=== WHAT TO DO ===
For this task, every record below must be reproduced exactly.

Content starts

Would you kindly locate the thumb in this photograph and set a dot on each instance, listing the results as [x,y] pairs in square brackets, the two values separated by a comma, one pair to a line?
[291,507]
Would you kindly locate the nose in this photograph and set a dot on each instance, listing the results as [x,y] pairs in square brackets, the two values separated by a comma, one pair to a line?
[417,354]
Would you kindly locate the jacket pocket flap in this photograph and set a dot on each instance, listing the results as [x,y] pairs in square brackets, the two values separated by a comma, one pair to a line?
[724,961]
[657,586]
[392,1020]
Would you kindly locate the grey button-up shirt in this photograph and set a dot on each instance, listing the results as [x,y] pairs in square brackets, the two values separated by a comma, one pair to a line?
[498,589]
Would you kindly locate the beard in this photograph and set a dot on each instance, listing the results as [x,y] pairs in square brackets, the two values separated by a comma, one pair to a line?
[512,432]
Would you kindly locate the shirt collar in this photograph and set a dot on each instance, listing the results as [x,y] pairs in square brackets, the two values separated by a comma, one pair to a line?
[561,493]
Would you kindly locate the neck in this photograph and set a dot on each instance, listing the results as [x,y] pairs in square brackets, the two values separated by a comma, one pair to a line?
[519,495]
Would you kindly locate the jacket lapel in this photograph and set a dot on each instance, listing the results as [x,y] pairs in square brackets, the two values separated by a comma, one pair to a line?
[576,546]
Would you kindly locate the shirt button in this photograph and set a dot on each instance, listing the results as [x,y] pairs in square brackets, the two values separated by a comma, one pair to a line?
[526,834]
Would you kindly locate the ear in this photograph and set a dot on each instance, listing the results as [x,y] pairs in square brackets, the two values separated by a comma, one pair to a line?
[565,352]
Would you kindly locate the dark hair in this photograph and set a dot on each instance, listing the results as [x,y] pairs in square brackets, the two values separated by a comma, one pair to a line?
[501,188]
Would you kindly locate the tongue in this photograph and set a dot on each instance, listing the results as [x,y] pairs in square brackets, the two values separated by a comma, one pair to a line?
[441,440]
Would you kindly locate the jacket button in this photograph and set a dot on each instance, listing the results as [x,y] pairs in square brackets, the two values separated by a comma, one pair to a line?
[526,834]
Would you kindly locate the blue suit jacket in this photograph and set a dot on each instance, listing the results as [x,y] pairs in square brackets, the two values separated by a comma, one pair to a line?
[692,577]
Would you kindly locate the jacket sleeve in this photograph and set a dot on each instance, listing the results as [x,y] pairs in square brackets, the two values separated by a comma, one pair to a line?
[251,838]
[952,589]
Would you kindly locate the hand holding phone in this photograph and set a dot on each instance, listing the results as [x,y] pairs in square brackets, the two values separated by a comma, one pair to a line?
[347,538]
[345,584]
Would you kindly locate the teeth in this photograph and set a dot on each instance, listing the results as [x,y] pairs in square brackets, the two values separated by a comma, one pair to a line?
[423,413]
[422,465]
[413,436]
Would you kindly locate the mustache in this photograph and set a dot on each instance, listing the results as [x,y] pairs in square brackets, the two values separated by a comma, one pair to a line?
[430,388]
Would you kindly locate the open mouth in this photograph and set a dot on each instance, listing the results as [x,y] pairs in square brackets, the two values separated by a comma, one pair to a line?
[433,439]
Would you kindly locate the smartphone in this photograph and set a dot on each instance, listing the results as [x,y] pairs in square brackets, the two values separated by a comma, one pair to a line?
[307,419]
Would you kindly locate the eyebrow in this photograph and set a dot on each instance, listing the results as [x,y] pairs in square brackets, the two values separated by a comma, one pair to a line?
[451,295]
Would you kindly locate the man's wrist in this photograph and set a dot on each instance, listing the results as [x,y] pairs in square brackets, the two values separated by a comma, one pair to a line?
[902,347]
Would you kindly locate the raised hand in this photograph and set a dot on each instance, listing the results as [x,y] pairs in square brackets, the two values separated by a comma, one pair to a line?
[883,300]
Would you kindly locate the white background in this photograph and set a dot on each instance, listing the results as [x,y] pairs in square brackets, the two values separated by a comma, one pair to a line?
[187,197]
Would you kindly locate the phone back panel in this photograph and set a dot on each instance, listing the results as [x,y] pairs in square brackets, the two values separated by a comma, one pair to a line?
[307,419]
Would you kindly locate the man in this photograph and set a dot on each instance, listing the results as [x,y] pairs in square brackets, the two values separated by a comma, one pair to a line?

Content ends

=== OUTPUT OF THE EXERCISE ===
Would you kindly locate the thumb in this photograph and set a dot on each instance, listing the results as [x,y] pairs in square brackets, the two values separated by a comma, one pair to a line?
[291,507]
Would you kindly locate the nose in this photograph and set a dot on each instance, listing the results as [x,y] pairs in square brackets, the two values separated by a comma, one pair to a line?
[417,354]
Would you kindly locate the jacket pocket flap in this photograph and set a dot on each instance, listing the results as [x,y] pairs in square brackets, the two values separated by a comma, one pair to a line?
[724,961]
[657,586]
[392,1020]
Would you kindly locate the grey button-up shirt in this photograph and set a dot on each instance, listing the results as [x,y] pairs in square brackets, the two values separated by a comma, one pair to a line?
[498,589]
Would you kindly locate the beard in this photograph and set a dot on each instance, listing the results as [x,y] pairs in square brackets, the two values separated by a comma, one pair to a line?
[512,432]
Would you kindly locate the shirt collar in this photograph and set a dot on each instance, listing the results as [x,y] pairs in square brackets, the two values separated by a comma, one pair to a line?
[561,493]
Would you kindly locate the neck in this photograph and set a dot on each instance, listing the results as [x,y] pairs in square brackets, the two values separated by a comma, one pair to a line?
[519,495]
Would you kindly locate the jacket lapel in this photograph and set a dot on each instance, listing the results as [x,y] pairs in square brackets, the two values separated by a comma, one pair to a line?
[576,546]
Would you kindly locate the shirt button in this photograph and set a dot on each instance, listing the results as [x,y] pairs in square brackets, the two values separated by a comma, one pair to a line?
[526,834]
Would you kindly locate the ear in this photograph and set a dot on each instance, listing the results as [x,y] pairs in square brackets, the two values separated by a comma, one pair to a line?
[565,352]
Would you kindly locate the dark hair in this photograph and set a dot on each instance, listing the results as [x,y] pairs in square brackets, the two values separated by a comma, one pair to a line?
[501,188]
Would you kindly locate the tongue in this photograph and set a dot on each instance, listing the results as [x,y] pairs in square brackets, the two values separated by a comma, one pair to a line?
[441,440]
Would you kindly locate the jacket button in this photograph and set a dot on each instance, listing the results as [x,y] pairs in square brackets, the two values separated by a comma, one pair to a line?
[526,834]
Would you kindly locate the blue suit jacket in this photograph and set a dot on each instance, listing the results as [x,y] pairs in square brackets, the two values separated by a comma, one pair to a line?
[692,577]
Would you kindly locate the jacket sleeve in this photograph and set a dot on each instance, listing the results as [x,y] pairs in square brackets, the two values separated by a comma, one pair to a line?
[251,838]
[952,589]
Would you kindly locate the hand holding phone in this photograph and set a dot on each instance, listing the results as [x,y] pairs in square brackets, the two values separated by a comma, one pair to a line?
[347,538]
[345,584]
Would you kindly locate the teeth in this photograph and set a dot on each instance, listing the results as [x,y] pairs in square brackets, the two values separated by a comma, one pair to a line?
[423,413]
[422,465]
[413,436]
Would you kindly locate the mustache in this photograph and set a dot on each instance, listing the results as [x,y] pairs in square brackets, the two values separated by a comma, one pair to a line?
[430,388]
Would you kindly locate the open mouth in this photograph and set a dot on each instance, listing the results as [x,y] pairs in square brackets, the two values separated by a comma, one pair to a line?
[433,439]
Would you kindly locate the smartphone in this photograph and set a dot on each instance, listing the results as [x,y] pairs in square brackets, the two values separated by a comma, one pair to a line?
[307,419]
Would you kindly locate the eyebrow in this photograph and set a dot on each instance, listing the results as [x,y] pairs in square brackets, the two values separated by a comma, one pair to a line?
[451,295]
Would you kindly locate the man's wrist in this photograph and set a dot on each instance, listing the results as [x,y] pairs in square brackets, the two values separated by a comma, one pair to a line?
[902,347]
Would you kindly locate the raised hand in this photograph and set a dot on each instance, listing the results as [x,y] pairs in square brackets, the two values separated by a comma, one pair to a line?
[883,300]
Would you kindly locate the white background in this photograph and set a dot on each instance, listing the results as [x,y] pairs in square brackets, the two values separated by a comma, one pair to a line?
[187,197]
Would you kindly locate the phone back panel in this photograph and set a dot on each instance, listing the results as [x,y] pairs in square brackets, the two values separated by a comma, one pair to a line?
[307,419]
Would you kindly locate the man in this photograph and set a dot on each instance, listing the results as [x,y] pairs in square brackets, the two values separated by a comma, one pair to a line?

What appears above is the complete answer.